> _TASK ITEM_: What lines in the records include the string "golden"? Return each one.

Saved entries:
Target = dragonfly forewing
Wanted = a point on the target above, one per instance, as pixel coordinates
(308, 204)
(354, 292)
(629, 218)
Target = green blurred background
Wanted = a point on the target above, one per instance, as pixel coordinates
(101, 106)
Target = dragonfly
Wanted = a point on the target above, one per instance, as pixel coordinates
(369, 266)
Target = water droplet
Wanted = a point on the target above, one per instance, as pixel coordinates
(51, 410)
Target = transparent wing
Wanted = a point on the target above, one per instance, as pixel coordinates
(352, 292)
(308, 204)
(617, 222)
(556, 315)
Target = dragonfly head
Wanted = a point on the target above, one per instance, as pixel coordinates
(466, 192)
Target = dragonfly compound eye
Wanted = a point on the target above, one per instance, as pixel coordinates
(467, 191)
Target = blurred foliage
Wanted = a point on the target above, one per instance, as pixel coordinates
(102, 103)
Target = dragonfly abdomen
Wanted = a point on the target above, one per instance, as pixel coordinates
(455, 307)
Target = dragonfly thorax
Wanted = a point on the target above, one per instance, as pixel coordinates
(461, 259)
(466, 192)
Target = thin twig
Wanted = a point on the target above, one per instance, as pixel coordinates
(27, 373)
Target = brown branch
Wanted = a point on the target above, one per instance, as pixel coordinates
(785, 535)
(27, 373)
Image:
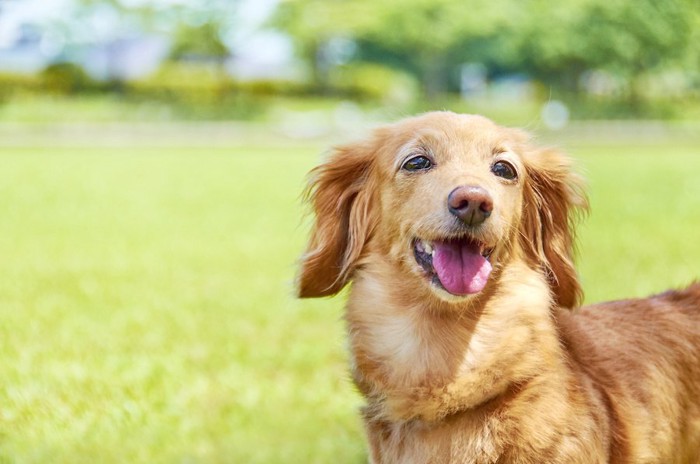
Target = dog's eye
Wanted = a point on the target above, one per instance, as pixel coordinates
(504, 169)
(417, 163)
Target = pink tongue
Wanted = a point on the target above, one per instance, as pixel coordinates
(460, 267)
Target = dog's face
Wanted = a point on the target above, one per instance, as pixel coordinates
(445, 199)
(449, 201)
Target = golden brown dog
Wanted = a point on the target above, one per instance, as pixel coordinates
(465, 332)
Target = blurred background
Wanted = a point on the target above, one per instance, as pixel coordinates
(294, 63)
(152, 156)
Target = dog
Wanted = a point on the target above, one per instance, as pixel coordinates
(466, 333)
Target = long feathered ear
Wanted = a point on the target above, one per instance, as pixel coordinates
(554, 199)
(340, 194)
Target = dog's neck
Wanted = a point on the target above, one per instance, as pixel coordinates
(403, 347)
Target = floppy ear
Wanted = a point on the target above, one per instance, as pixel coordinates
(553, 200)
(341, 197)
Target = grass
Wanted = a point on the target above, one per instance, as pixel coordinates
(146, 309)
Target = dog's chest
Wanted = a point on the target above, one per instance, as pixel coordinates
(462, 440)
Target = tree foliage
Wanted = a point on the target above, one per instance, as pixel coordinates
(554, 42)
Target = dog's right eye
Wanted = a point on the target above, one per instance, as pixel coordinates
(417, 163)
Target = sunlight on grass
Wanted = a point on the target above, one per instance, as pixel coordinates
(147, 307)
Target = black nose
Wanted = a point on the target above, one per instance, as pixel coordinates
(470, 203)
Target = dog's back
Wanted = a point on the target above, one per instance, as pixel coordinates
(643, 356)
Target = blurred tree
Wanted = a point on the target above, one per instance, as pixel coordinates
(560, 41)
(420, 34)
(199, 41)
(552, 42)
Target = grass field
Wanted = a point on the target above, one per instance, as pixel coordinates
(146, 308)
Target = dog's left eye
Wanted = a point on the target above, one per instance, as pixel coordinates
(417, 163)
(505, 170)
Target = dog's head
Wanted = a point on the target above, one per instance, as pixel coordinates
(447, 199)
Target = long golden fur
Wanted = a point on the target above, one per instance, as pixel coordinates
(514, 372)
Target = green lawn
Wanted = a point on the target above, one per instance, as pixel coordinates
(146, 308)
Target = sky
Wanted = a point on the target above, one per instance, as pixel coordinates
(251, 14)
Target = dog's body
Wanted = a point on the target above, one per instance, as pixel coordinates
(457, 236)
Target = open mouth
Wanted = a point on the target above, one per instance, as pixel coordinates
(460, 266)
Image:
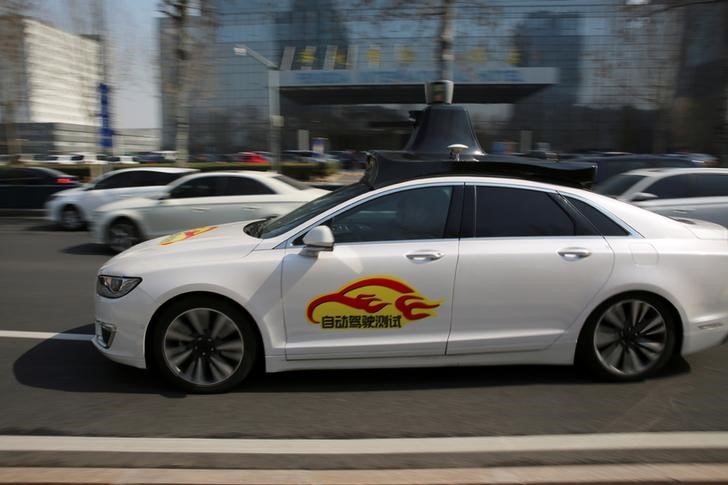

> _RESULT OF THE TASK_:
Target = golden brown dog
Target = long golden fur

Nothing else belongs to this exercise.